**Try it**
Read the data and repeat all of it exactly.

── Study material ──

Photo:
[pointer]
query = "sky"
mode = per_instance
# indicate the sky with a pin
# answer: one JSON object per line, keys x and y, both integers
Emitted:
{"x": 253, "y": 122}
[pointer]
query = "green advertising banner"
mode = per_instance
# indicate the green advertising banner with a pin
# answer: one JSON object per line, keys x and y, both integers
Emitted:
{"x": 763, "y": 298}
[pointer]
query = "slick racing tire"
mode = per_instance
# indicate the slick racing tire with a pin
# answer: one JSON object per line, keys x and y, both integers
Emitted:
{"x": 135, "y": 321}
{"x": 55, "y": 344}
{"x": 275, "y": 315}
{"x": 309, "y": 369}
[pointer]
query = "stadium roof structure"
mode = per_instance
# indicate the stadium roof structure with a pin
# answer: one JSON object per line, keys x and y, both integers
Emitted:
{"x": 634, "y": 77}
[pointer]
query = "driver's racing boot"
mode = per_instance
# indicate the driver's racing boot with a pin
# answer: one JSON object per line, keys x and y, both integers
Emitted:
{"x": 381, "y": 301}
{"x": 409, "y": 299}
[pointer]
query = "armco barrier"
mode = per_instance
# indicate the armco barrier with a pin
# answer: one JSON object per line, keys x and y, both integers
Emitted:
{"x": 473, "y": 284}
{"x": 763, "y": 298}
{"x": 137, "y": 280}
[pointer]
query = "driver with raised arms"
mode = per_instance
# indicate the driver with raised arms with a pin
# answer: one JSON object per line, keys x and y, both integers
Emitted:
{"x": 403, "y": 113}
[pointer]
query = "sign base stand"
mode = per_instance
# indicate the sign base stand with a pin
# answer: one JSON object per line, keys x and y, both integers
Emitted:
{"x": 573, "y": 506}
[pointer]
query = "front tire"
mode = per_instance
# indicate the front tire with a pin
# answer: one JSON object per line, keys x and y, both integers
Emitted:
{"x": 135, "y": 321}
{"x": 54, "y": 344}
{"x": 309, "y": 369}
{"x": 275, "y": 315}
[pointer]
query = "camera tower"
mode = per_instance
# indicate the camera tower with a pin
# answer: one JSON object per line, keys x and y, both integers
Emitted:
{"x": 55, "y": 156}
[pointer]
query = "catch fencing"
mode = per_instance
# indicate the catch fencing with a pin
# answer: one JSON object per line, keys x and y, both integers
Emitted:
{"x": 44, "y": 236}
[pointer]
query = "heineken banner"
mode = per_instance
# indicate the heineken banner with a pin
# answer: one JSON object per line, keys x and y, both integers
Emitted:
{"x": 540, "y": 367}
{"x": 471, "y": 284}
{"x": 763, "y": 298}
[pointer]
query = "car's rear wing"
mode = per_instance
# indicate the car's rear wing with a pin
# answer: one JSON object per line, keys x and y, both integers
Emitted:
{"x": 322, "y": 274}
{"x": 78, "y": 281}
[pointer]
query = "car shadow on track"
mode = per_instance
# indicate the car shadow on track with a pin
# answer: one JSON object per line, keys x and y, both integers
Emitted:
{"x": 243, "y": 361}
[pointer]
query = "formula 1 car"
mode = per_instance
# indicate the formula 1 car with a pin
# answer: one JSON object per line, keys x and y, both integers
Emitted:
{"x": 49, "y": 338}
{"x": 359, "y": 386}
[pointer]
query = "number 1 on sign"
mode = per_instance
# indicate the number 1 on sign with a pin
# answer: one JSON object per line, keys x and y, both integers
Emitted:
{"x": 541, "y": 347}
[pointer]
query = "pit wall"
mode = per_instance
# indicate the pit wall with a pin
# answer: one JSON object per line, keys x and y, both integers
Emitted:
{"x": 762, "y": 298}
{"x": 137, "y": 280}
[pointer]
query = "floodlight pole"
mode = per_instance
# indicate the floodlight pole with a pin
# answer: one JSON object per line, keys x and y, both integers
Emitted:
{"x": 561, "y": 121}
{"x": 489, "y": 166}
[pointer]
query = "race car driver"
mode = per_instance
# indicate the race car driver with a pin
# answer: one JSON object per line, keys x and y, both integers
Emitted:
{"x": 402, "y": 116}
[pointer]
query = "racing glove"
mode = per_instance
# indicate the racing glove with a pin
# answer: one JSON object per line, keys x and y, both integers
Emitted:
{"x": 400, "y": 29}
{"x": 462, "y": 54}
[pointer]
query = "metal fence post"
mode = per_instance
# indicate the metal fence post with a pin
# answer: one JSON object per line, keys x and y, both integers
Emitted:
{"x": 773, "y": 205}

───

**Written reply**
Photo:
[pointer]
query = "sky"
mode = per_instance
# indicate the sky with a pin
# answer: one JSON object per line, keys x and y, both integers
Emitted:
{"x": 253, "y": 122}
[pointer]
query = "green advertising banner"
mode = per_instance
# indicate the green advertising banner with a pin
# answer: one JSON object per line, keys x and y, both integers
Emitted:
{"x": 763, "y": 298}
[pointer]
query = "slick racing tire"
mode = per_instance
# indicate the slick racing tire with a pin
# answer: one JSON object per line, keys x and y, both integers
Emitted:
{"x": 135, "y": 321}
{"x": 55, "y": 344}
{"x": 275, "y": 315}
{"x": 309, "y": 369}
[pointer]
query = "stadium roof structure"
mode = per_instance
# indicate the stadium roof structure with a pin
# answer: one JSON object per line, keys x and y, both integers
Emitted:
{"x": 634, "y": 77}
[pointer]
query = "driver's racing boot"
mode = per_instance
# indicate the driver's racing boot with a pin
# answer: one JSON object per line, keys x and y, both integers
Emitted:
{"x": 381, "y": 301}
{"x": 409, "y": 299}
[pointer]
query = "armco barrier"
mode = per_instance
# indicate the armco barrier with a pin
# answer: one JSON object per line, keys x and y, both integers
Emitted:
{"x": 473, "y": 284}
{"x": 763, "y": 298}
{"x": 137, "y": 280}
[pointer]
query = "driver with raised arms"
mode = per_instance
# indicate the driver with raised arms with a pin
# answer: one JSON object per line, keys x and y, both integers
Emitted:
{"x": 403, "y": 113}
[pointer]
query = "sign base stand"
mode = per_instance
# indicate the sign base stand with a pin
# answer: one JSON object per line, keys x and y, both integers
Emitted:
{"x": 573, "y": 506}
[pointer]
query = "front tire"
mode = per_instance
# indicate the front tire with a pin
# answer: one JSON object per line, keys x and y, both integers
Emitted:
{"x": 135, "y": 321}
{"x": 54, "y": 344}
{"x": 309, "y": 369}
{"x": 275, "y": 315}
[pointer]
query = "camera tower"
mode = per_instance
# indicate the camera tower with a pin
# answer: one JSON object per line, keys x and y, both integers
Emitted:
{"x": 55, "y": 156}
[pointer]
query = "catch fencing"
mode = per_instance
# indicate the catch fencing with a pin
# answer: one JSON object per line, keys x and y, both integers
Emitted:
{"x": 44, "y": 236}
[pointer]
query = "heineken banner"
mode = per_instance
# indicate the heineken banner with a pin
# answer: one JSON object per line, keys x and y, both integers
Emitted:
{"x": 540, "y": 367}
{"x": 471, "y": 284}
{"x": 763, "y": 298}
[pointer]
query = "car's rear wing"
mode = per_instance
# indicate the car's rear wing with a pin
# answer: one JSON object per line, keys x and y, both integers
Emitted:
{"x": 322, "y": 274}
{"x": 78, "y": 281}
[pointer]
query = "car shadow on track"
mode = per_instance
# indicate the car shadow on track with a pin
# answer: one JSON object per line, keys x and y, both integers
Emitted:
{"x": 243, "y": 361}
[pointer]
query = "formula 1 car"
mode = per_instance
# indicate the formula 1 car with a pin
# answer: one JSON object per line, keys x and y, both integers
Emitted:
{"x": 49, "y": 338}
{"x": 359, "y": 386}
[pointer]
query = "number 1 on sign"
mode = per_instance
# indicate the number 1 on sign with a pin
# answer: one JSON object per line, keys x and y, both integers
Emitted:
{"x": 541, "y": 347}
[pointer]
query = "pit wall"
mode = per_instance
# indicate the pit wall with a pin
# answer: one JSON object per line, keys x and y, both integers
Emitted:
{"x": 762, "y": 298}
{"x": 137, "y": 280}
[pointer]
query = "floodlight pole"
mode = per_instance
# indicate the floodlight pole with a pin
# answer: one JSON object per line, keys x and y, both integers
Emitted:
{"x": 561, "y": 121}
{"x": 489, "y": 166}
[pointer]
query = "race car driver"
mode = per_instance
# indicate the race car driver with a pin
# answer: one JSON object per line, keys x and y, both integers
Emitted:
{"x": 402, "y": 116}
[pointer]
query = "racing glove"
mode = per_instance
# indicate the racing glove with a pin
# answer: one JSON object per line, keys x and y, both integers
Emitted:
{"x": 400, "y": 29}
{"x": 462, "y": 54}
[pointer]
query = "metal fence post"
mode = per_instance
# indicate the metal fence post with a pin
# answer: one JSON object per line, keys x and y, both integers
Emitted:
{"x": 773, "y": 205}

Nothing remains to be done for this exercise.